[Photo-based referring expression data]
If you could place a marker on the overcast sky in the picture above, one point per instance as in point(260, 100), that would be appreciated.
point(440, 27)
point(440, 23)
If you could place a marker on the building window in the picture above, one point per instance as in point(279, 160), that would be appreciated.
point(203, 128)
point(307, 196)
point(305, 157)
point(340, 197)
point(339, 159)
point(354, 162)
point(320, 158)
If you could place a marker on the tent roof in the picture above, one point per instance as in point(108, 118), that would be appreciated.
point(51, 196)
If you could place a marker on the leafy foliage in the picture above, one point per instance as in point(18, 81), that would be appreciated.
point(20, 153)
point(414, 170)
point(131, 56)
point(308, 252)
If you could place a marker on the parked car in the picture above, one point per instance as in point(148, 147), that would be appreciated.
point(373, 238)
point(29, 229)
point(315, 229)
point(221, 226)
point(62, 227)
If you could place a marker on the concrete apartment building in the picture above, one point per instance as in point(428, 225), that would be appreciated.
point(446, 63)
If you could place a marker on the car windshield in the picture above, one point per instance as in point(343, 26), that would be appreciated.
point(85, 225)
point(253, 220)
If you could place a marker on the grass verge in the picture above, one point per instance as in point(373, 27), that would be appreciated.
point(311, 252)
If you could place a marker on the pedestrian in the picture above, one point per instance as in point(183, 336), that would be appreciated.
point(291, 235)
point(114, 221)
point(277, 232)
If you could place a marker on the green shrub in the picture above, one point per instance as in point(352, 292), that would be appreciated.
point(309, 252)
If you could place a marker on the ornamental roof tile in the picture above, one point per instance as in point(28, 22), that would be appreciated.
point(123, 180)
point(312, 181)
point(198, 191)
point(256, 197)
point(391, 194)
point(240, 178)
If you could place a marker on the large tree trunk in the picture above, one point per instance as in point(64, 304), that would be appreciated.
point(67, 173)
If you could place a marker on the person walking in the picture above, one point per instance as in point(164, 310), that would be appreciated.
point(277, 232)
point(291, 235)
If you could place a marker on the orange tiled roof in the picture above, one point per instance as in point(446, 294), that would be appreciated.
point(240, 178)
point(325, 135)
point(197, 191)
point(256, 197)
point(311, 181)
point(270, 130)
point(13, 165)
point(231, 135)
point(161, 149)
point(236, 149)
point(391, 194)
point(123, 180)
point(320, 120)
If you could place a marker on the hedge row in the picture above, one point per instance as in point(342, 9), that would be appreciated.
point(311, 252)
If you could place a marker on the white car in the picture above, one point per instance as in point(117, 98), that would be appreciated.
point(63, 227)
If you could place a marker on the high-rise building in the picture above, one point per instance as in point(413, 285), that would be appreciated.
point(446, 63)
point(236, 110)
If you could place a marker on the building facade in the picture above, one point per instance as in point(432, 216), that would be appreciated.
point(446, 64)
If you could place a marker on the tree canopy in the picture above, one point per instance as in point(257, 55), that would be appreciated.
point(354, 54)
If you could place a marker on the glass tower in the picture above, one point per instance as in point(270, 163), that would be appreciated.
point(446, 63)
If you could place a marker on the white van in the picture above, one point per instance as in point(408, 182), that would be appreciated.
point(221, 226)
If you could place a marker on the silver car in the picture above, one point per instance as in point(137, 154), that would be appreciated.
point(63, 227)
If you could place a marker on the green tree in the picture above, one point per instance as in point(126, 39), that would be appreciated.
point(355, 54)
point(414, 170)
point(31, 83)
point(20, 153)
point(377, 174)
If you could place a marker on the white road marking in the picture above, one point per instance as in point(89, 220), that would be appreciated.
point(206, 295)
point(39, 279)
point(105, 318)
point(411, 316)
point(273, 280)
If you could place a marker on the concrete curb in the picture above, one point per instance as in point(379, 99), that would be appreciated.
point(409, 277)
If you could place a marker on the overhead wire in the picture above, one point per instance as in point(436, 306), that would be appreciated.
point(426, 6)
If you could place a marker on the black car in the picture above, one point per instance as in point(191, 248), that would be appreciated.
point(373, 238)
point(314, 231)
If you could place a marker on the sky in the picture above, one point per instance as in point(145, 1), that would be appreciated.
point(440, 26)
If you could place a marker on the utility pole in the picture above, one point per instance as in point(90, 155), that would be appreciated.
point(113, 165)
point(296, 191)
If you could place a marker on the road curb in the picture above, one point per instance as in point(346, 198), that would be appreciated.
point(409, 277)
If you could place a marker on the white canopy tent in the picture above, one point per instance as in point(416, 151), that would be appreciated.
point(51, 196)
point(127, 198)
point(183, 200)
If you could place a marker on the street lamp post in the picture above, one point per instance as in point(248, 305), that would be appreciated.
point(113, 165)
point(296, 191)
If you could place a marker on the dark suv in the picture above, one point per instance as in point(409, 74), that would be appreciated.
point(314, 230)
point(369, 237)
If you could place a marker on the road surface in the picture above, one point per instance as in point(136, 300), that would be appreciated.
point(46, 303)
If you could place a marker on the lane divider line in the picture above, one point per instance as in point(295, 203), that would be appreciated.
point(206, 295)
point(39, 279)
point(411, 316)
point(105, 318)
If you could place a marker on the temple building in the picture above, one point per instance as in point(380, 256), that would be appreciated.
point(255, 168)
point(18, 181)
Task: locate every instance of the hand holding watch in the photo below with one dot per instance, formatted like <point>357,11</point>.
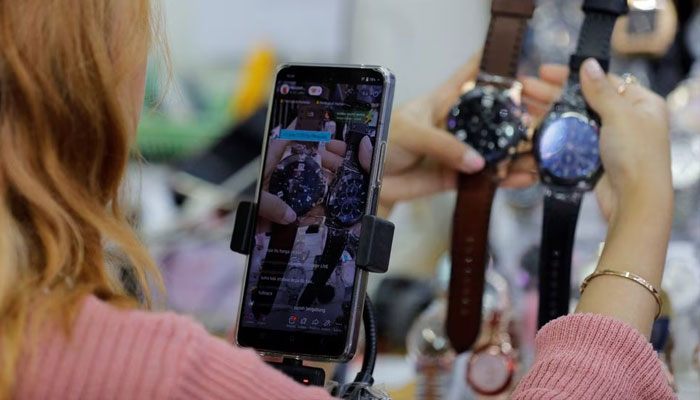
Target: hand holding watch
<point>298,181</point>
<point>566,149</point>
<point>489,117</point>
<point>345,206</point>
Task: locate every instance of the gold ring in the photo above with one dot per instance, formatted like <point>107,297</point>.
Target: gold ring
<point>627,79</point>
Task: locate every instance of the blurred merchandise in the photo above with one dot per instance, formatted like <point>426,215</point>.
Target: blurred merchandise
<point>397,302</point>
<point>648,29</point>
<point>255,82</point>
<point>430,351</point>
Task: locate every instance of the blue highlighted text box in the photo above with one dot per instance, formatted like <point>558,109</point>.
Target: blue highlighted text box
<point>305,136</point>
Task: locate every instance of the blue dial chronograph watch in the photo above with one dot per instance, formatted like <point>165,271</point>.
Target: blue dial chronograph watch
<point>566,148</point>
<point>569,152</point>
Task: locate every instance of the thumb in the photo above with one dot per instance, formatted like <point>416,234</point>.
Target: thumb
<point>599,93</point>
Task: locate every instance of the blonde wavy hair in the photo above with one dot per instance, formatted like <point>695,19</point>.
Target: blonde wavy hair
<point>65,133</point>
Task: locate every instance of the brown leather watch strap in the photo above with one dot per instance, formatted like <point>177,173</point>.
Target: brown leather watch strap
<point>469,256</point>
<point>505,35</point>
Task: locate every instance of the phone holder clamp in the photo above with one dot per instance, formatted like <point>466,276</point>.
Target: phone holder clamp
<point>373,254</point>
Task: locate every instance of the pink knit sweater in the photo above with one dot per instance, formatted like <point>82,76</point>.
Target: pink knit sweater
<point>115,354</point>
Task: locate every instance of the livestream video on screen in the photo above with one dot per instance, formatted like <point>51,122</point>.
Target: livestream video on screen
<point>313,195</point>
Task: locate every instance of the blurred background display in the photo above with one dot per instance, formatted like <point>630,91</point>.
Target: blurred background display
<point>201,136</point>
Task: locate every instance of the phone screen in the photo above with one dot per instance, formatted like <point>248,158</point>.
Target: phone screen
<point>301,280</point>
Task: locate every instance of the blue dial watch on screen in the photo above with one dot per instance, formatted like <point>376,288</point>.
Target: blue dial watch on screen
<point>566,148</point>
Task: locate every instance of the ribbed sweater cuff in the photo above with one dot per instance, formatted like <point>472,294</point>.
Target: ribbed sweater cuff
<point>586,356</point>
<point>215,369</point>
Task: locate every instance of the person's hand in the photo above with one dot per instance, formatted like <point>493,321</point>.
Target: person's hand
<point>634,142</point>
<point>274,209</point>
<point>424,159</point>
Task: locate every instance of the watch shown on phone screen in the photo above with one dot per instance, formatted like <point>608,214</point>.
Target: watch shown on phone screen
<point>345,206</point>
<point>489,118</point>
<point>298,181</point>
<point>566,149</point>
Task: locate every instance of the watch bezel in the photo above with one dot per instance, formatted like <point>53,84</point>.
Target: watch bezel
<point>502,90</point>
<point>560,111</point>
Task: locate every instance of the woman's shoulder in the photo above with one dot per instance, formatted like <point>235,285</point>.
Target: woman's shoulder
<point>112,353</point>
<point>96,312</point>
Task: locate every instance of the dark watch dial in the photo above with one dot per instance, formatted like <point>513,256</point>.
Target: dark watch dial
<point>567,149</point>
<point>298,181</point>
<point>487,119</point>
<point>347,199</point>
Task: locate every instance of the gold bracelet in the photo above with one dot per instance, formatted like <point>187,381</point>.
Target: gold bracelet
<point>630,276</point>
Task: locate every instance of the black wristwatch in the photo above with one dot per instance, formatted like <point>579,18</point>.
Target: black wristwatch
<point>298,180</point>
<point>567,152</point>
<point>346,203</point>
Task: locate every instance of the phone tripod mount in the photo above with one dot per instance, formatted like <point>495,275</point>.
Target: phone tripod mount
<point>373,254</point>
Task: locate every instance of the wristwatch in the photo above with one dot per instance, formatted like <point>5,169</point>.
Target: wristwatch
<point>566,149</point>
<point>346,203</point>
<point>489,118</point>
<point>298,181</point>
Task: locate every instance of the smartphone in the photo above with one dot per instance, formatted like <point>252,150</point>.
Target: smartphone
<point>323,154</point>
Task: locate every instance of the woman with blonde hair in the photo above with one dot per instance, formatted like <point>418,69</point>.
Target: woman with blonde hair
<point>72,78</point>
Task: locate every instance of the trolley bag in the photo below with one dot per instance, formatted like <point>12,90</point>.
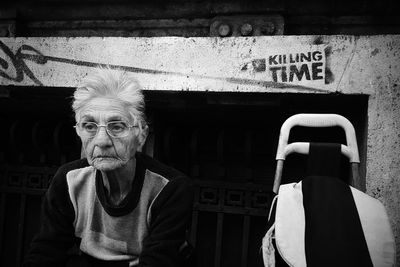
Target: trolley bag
<point>322,221</point>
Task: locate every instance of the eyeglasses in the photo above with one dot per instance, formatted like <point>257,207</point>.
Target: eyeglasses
<point>117,129</point>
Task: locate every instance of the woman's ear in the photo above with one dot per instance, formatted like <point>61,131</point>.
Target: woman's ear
<point>143,133</point>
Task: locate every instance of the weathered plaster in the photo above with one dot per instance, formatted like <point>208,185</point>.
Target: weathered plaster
<point>354,65</point>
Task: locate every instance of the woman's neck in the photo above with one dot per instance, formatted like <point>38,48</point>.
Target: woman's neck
<point>118,182</point>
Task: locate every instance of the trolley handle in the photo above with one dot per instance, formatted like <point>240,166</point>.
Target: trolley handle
<point>316,120</point>
<point>319,120</point>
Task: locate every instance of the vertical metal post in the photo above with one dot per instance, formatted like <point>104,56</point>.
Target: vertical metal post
<point>2,218</point>
<point>278,175</point>
<point>220,225</point>
<point>245,240</point>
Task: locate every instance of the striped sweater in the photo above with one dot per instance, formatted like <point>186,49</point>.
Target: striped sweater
<point>145,229</point>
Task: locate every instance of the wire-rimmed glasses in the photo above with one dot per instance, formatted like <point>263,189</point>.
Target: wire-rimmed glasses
<point>116,129</point>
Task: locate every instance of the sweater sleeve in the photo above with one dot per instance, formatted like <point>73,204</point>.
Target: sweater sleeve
<point>171,213</point>
<point>49,247</point>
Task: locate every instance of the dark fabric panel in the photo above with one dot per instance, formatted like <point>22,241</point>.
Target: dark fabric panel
<point>333,231</point>
<point>324,159</point>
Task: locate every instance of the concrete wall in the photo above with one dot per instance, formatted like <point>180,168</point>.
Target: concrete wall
<point>368,65</point>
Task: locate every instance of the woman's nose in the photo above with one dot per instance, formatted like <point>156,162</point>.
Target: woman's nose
<point>102,138</point>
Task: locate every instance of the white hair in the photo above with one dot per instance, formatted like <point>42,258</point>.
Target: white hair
<point>115,84</point>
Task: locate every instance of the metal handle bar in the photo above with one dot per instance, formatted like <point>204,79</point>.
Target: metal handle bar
<point>316,120</point>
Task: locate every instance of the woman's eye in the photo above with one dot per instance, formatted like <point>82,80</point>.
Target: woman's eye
<point>89,126</point>
<point>116,127</point>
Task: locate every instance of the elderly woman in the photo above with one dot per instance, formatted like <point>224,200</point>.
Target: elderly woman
<point>117,204</point>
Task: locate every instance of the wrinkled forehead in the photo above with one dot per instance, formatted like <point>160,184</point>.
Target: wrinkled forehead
<point>104,109</point>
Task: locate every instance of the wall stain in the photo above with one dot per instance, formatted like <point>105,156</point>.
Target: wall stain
<point>21,69</point>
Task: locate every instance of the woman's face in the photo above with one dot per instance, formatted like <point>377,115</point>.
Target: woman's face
<point>102,151</point>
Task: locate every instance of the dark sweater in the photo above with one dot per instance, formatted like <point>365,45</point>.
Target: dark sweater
<point>145,229</point>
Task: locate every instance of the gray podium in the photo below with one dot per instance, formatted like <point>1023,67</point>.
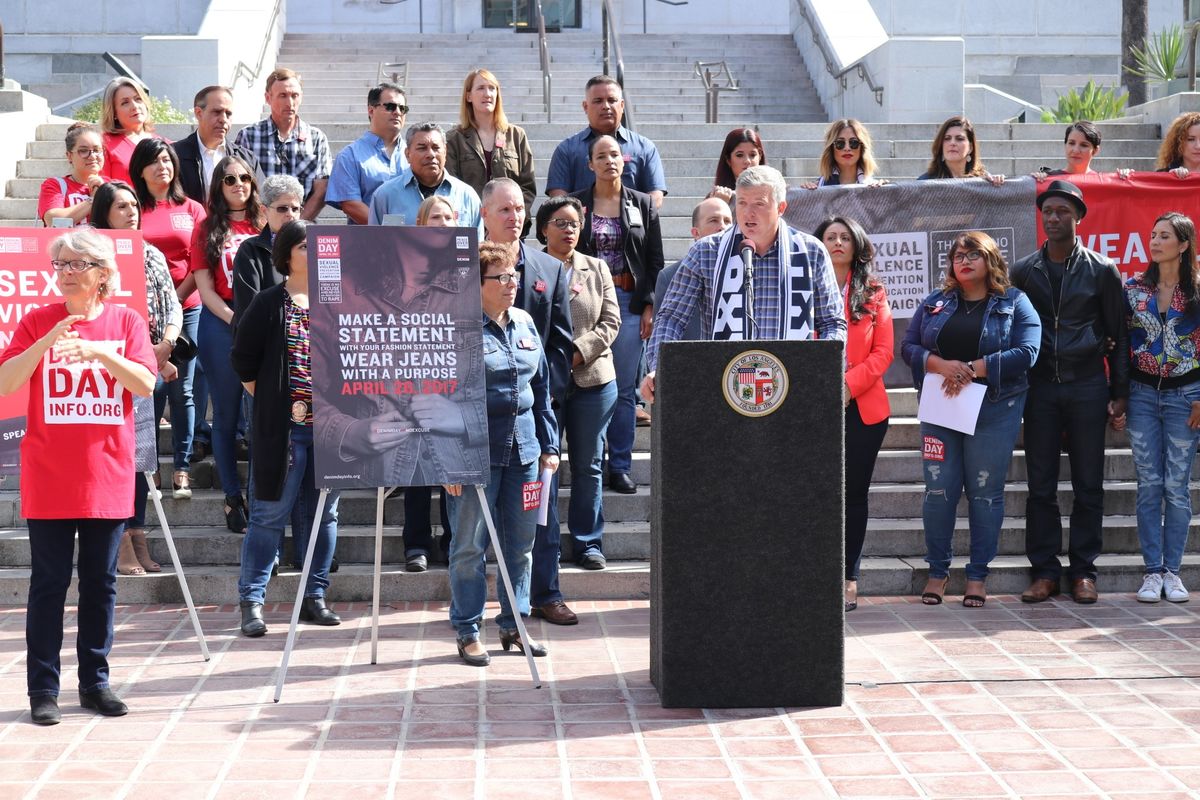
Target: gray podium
<point>748,549</point>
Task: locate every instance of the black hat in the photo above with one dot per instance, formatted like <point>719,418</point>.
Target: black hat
<point>1067,191</point>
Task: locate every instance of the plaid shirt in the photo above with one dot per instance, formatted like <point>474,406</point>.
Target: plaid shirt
<point>304,155</point>
<point>693,284</point>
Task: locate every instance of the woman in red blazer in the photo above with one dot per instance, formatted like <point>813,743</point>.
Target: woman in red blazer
<point>869,352</point>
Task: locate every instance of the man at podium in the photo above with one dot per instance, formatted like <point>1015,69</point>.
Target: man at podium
<point>757,280</point>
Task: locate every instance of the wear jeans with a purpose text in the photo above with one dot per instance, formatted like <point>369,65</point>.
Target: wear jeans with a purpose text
<point>515,528</point>
<point>1163,451</point>
<point>269,517</point>
<point>52,549</point>
<point>1078,409</point>
<point>954,462</point>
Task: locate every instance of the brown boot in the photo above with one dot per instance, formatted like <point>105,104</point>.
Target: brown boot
<point>126,559</point>
<point>138,537</point>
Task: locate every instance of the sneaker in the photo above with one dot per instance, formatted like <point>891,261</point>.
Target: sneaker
<point>1174,588</point>
<point>1151,588</point>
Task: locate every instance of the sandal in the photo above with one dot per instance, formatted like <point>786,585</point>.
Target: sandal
<point>975,599</point>
<point>934,597</point>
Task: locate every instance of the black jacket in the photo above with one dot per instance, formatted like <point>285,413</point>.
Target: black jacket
<point>643,242</point>
<point>1090,311</point>
<point>261,354</point>
<point>190,164</point>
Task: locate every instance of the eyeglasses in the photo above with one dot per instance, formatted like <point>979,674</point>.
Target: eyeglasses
<point>504,278</point>
<point>77,265</point>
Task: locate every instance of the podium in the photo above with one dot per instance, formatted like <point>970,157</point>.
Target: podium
<point>748,518</point>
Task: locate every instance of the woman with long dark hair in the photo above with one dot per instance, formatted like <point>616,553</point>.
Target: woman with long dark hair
<point>1163,311</point>
<point>234,216</point>
<point>869,353</point>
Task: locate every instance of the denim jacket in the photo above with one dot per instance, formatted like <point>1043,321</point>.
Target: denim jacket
<point>517,391</point>
<point>1012,334</point>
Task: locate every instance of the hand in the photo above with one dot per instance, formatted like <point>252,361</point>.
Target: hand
<point>438,414</point>
<point>648,388</point>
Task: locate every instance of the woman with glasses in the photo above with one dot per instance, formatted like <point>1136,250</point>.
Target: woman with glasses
<point>117,208</point>
<point>71,196</point>
<point>621,227</point>
<point>523,440</point>
<point>975,329</point>
<point>846,158</point>
<point>234,216</point>
<point>592,394</point>
<point>168,220</point>
<point>743,148</point>
<point>77,462</point>
<point>486,145</point>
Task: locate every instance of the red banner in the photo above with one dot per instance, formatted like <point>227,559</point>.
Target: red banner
<point>1121,212</point>
<point>28,282</point>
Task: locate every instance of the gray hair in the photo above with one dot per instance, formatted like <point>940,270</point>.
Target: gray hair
<point>93,246</point>
<point>276,186</point>
<point>763,175</point>
<point>423,127</point>
<point>497,184</point>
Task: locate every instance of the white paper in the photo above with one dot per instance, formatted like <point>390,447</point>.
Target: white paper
<point>958,413</point>
<point>544,506</point>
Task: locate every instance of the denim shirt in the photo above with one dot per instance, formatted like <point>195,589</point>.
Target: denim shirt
<point>1011,337</point>
<point>519,411</point>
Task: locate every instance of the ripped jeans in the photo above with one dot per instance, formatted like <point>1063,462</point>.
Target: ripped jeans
<point>979,463</point>
<point>1163,451</point>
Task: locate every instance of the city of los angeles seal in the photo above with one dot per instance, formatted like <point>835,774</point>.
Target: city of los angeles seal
<point>755,383</point>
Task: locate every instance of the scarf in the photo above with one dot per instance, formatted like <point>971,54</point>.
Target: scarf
<point>795,290</point>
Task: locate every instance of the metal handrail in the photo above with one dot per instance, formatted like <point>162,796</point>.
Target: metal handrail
<point>544,56</point>
<point>241,67</point>
<point>857,66</point>
<point>712,89</point>
<point>611,40</point>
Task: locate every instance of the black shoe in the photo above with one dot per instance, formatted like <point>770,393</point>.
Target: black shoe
<point>510,638</point>
<point>252,624</point>
<point>235,513</point>
<point>313,611</point>
<point>593,560</point>
<point>473,659</point>
<point>622,482</point>
<point>103,701</point>
<point>45,709</point>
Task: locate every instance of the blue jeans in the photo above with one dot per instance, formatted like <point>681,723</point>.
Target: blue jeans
<point>627,355</point>
<point>583,417</point>
<point>52,549</point>
<point>269,517</point>
<point>226,391</point>
<point>468,548</point>
<point>179,392</point>
<point>1163,450</point>
<point>953,459</point>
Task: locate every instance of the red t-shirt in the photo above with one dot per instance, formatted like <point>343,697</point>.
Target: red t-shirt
<point>239,232</point>
<point>169,228</point>
<point>77,456</point>
<point>52,197</point>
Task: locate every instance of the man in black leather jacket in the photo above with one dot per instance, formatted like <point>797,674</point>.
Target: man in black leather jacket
<point>1078,294</point>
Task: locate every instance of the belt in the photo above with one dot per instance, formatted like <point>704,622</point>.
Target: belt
<point>623,281</point>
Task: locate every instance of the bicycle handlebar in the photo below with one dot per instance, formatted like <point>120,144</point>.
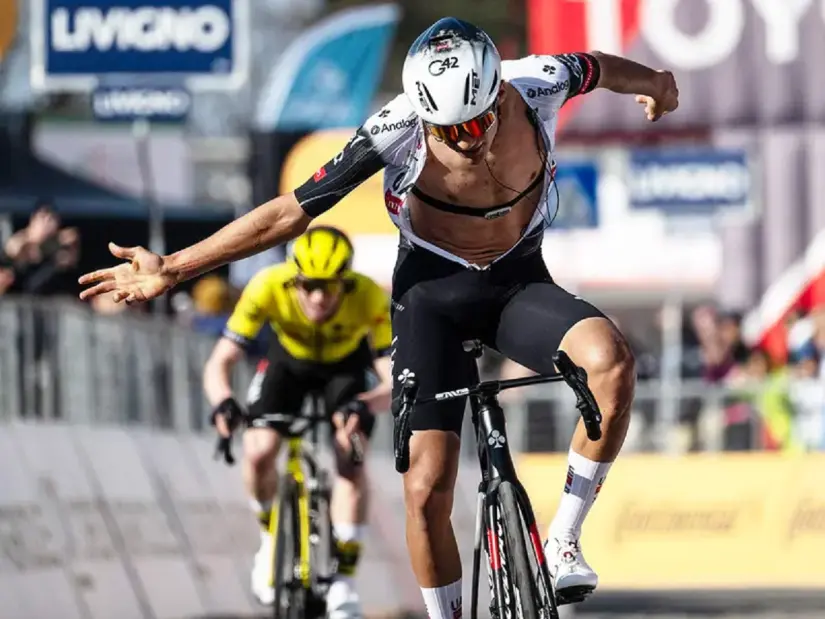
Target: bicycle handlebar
<point>223,444</point>
<point>569,372</point>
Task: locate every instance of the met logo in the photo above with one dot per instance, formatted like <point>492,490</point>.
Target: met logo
<point>146,29</point>
<point>200,44</point>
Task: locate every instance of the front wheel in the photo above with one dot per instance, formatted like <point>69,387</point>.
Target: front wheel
<point>290,594</point>
<point>528,578</point>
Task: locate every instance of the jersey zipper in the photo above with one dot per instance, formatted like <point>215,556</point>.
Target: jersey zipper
<point>318,343</point>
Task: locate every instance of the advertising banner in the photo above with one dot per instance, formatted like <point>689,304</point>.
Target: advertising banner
<point>328,77</point>
<point>75,43</point>
<point>688,181</point>
<point>131,103</point>
<point>748,62</point>
<point>8,25</point>
<point>708,521</point>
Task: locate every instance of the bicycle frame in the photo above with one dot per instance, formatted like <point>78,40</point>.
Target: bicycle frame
<point>496,463</point>
<point>302,466</point>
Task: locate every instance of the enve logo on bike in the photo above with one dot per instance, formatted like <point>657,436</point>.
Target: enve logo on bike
<point>144,29</point>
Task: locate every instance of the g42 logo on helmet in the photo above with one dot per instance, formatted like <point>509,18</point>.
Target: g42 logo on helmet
<point>475,82</point>
<point>437,67</point>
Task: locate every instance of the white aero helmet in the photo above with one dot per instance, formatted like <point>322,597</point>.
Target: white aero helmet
<point>452,72</point>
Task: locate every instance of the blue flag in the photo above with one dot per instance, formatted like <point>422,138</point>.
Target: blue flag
<point>328,77</point>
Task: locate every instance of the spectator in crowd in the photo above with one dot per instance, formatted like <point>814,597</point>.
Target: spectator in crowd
<point>212,305</point>
<point>6,279</point>
<point>42,255</point>
<point>818,318</point>
<point>762,402</point>
<point>729,324</point>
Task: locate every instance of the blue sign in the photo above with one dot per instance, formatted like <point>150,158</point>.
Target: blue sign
<point>77,42</point>
<point>578,203</point>
<point>688,181</point>
<point>328,77</point>
<point>134,103</point>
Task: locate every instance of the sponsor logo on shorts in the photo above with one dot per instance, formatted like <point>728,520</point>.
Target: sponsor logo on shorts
<point>392,202</point>
<point>568,483</point>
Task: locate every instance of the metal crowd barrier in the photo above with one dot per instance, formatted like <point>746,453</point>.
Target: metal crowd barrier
<point>59,360</point>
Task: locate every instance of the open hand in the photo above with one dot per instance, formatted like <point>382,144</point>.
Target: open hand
<point>665,101</point>
<point>138,280</point>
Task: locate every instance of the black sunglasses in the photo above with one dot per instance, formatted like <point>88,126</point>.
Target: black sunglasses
<point>324,285</point>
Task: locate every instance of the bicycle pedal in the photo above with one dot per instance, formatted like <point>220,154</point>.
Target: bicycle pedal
<point>573,595</point>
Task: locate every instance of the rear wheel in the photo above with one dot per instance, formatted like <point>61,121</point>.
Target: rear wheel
<point>525,567</point>
<point>290,594</point>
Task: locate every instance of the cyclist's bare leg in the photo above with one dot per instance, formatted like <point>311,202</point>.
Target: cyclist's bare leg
<point>428,492</point>
<point>349,505</point>
<point>596,345</point>
<point>260,447</point>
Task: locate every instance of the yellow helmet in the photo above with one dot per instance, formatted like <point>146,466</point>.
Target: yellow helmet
<point>322,252</point>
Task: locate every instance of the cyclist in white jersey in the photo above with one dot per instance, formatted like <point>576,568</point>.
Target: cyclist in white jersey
<point>468,158</point>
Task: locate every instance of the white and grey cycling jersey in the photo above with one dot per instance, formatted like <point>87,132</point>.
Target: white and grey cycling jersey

WORK TASK:
Extract every line from the one containing "Task: locate every instance of the white and" through the last line of the data, inclusive, exactly as written.

EXERCISE RESULT:
Task: locate every instance of the white and grey cycling jersey in the photo above with one dot per instance, formatted like <point>87,132</point>.
Target: white and grey cycling jersey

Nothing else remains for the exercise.